[Activity]
Beginning at the first line of the data, print each line exactly, stopping after the line that contains "Next, find the whitewashed".

[Records shown]

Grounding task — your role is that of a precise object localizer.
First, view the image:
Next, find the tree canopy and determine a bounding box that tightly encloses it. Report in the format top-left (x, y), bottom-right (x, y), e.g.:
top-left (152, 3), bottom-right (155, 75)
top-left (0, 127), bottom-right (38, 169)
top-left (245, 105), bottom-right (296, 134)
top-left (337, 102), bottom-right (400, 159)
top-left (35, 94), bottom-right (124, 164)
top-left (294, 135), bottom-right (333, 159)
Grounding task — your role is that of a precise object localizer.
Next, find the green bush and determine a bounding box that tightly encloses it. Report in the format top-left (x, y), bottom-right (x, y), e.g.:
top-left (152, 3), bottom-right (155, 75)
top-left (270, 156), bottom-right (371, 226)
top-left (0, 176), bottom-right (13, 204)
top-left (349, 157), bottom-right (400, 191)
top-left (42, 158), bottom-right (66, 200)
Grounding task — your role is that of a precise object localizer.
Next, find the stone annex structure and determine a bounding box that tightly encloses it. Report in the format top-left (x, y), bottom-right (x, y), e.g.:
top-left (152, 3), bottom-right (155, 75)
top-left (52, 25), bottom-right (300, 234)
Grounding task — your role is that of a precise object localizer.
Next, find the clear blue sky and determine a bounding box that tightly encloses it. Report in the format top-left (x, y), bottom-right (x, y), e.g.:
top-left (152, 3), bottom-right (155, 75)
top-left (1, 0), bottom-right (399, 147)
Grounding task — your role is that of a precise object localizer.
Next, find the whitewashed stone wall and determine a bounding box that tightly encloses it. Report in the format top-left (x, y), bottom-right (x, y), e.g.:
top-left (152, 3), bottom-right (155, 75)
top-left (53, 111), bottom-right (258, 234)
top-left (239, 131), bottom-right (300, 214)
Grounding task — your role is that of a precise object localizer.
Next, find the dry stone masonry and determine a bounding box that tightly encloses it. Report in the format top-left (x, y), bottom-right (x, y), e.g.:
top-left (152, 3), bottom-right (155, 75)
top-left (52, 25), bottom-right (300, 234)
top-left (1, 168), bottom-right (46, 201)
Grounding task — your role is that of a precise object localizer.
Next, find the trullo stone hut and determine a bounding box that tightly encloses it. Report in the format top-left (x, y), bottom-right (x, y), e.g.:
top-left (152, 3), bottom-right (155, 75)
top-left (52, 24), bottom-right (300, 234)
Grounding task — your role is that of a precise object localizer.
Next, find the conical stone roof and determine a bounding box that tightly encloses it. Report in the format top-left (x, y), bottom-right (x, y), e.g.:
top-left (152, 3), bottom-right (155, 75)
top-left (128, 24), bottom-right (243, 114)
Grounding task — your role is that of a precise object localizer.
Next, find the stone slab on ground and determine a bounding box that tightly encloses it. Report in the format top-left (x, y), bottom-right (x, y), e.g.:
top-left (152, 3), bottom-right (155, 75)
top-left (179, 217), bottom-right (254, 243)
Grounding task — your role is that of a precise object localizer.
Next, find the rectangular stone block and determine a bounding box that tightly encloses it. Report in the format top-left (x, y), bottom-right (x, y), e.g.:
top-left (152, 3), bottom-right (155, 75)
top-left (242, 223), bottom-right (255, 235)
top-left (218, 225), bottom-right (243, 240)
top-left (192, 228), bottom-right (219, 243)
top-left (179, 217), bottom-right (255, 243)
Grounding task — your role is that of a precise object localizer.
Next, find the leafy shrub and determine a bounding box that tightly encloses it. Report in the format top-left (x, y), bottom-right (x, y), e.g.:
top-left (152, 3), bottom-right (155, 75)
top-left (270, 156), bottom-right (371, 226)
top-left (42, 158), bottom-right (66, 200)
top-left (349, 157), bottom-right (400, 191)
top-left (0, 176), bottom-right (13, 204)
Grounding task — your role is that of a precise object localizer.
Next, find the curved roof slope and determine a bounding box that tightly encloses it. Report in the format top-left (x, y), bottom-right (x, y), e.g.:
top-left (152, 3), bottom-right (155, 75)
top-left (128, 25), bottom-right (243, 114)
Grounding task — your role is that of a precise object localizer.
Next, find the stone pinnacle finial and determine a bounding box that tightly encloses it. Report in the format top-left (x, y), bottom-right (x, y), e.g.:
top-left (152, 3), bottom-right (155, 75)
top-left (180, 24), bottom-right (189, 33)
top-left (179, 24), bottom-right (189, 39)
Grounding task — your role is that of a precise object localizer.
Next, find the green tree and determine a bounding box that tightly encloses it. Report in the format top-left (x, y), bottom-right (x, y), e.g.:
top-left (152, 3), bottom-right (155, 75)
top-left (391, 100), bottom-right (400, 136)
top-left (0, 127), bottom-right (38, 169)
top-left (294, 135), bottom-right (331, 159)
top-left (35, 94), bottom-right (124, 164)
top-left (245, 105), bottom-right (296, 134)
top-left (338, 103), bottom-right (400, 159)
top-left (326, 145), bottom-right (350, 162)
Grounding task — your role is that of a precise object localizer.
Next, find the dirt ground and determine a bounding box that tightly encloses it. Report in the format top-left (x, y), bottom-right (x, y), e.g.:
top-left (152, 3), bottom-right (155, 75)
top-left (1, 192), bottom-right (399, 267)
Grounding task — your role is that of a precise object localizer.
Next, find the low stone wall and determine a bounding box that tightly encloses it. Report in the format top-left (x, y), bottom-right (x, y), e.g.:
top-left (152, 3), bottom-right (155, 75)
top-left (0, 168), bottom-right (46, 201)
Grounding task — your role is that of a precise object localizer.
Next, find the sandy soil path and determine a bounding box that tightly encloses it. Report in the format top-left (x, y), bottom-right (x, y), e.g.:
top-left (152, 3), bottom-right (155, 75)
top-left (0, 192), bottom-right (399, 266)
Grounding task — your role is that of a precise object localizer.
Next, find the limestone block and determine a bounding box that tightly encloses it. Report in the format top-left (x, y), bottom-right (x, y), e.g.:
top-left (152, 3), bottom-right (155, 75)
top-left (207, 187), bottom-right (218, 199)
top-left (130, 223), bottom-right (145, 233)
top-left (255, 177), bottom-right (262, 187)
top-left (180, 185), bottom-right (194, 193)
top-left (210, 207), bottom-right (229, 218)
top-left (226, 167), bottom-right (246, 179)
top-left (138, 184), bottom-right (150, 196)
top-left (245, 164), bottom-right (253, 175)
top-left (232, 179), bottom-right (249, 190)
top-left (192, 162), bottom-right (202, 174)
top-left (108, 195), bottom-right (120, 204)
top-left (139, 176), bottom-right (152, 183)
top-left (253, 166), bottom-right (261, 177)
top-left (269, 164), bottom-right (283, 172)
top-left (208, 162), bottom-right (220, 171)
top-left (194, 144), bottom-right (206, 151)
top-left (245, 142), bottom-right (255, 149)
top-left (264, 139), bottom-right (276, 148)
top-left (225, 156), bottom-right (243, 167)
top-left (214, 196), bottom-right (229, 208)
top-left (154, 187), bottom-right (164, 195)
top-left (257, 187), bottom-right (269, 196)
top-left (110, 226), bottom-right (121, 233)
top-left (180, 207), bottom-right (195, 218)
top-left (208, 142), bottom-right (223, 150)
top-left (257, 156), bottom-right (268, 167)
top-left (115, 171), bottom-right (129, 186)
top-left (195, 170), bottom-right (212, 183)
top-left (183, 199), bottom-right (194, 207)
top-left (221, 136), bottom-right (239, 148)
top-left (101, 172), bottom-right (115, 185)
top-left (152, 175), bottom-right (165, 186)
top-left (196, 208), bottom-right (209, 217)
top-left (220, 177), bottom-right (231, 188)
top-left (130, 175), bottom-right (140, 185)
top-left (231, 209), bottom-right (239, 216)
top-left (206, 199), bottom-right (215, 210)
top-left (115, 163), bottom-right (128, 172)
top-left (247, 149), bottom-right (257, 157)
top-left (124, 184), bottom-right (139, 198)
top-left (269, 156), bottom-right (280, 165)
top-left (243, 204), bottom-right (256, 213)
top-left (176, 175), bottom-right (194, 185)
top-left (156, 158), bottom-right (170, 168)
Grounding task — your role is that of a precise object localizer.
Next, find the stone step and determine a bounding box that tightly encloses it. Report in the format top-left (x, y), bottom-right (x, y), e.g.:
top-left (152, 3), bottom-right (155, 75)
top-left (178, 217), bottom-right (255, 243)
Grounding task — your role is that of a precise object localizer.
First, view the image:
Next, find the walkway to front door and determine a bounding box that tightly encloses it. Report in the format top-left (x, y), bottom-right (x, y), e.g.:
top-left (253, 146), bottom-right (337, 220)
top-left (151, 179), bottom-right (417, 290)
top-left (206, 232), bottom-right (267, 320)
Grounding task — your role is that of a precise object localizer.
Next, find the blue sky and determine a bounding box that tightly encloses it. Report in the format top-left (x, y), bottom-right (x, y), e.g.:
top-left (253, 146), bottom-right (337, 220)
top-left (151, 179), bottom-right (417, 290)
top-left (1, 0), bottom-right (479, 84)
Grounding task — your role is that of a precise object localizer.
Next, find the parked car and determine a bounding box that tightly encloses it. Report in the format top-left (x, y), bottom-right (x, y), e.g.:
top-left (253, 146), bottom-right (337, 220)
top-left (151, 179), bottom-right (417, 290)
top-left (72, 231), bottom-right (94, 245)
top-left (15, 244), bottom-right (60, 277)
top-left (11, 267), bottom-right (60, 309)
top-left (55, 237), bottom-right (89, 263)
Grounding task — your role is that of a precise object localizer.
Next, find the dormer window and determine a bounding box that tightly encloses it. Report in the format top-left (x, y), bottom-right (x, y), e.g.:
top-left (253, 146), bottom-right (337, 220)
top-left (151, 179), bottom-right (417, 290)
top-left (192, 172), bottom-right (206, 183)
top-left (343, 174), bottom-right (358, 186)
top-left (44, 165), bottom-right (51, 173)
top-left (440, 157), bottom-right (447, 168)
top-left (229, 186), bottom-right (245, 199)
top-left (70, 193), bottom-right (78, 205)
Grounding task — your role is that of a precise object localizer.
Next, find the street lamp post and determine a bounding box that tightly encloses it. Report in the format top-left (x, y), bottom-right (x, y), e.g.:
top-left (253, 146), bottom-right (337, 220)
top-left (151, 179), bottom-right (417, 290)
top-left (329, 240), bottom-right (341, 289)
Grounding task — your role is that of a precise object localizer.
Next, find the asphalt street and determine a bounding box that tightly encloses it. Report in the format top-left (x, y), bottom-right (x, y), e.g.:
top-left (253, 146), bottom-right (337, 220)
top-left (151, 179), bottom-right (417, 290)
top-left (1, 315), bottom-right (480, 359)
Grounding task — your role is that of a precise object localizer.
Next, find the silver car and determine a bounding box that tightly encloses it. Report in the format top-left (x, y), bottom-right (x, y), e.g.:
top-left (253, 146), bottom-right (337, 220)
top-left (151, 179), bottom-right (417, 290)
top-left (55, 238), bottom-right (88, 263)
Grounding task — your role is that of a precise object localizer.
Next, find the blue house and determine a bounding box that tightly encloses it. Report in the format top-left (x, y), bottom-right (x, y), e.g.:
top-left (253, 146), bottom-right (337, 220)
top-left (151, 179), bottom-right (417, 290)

[Exercise solution]
Grounding task — your role is that of a precise object localizer.
First, view the image:
Next, find the tree canopy and determine a bounding box that tightly encloses it. Report in the format top-left (x, y), bottom-right (x, y), e.g.:
top-left (152, 3), bottom-right (155, 75)
top-left (0, 127), bottom-right (38, 169)
top-left (245, 105), bottom-right (296, 134)
top-left (337, 102), bottom-right (400, 159)
top-left (35, 94), bottom-right (124, 164)
top-left (294, 135), bottom-right (333, 159)
Grounding task — your role is that of a precise object localizer.
Next, find the green bush and determine a bounding box that tightly encloses it. Report in the format top-left (x, y), bottom-right (x, y), e.g.:
top-left (152, 3), bottom-right (155, 75)
top-left (270, 156), bottom-right (371, 226)
top-left (0, 176), bottom-right (13, 204)
top-left (349, 157), bottom-right (400, 191)
top-left (42, 158), bottom-right (66, 200)
Grounding task — your role is that of a precise object localizer.
Next, find the stone annex structure and determine a bounding box that tightly encloses it. Report in the format top-left (x, y), bottom-right (x, y), e.g.:
top-left (152, 3), bottom-right (155, 75)
top-left (52, 25), bottom-right (300, 234)
Grounding task — your role is that of a precise object localizer.
Next, find the clear blue sky and determine a bounding box that tightly encloses it. Report in the format top-left (x, y), bottom-right (x, y), e.g.:
top-left (152, 3), bottom-right (155, 75)
top-left (1, 0), bottom-right (399, 147)
Grounding task — your role is that of a precise object localizer.
Next, find the whitewashed stone wall and determine a bounding box that tightly encloses it. Report in the format top-left (x, y), bottom-right (x, y), e.g.:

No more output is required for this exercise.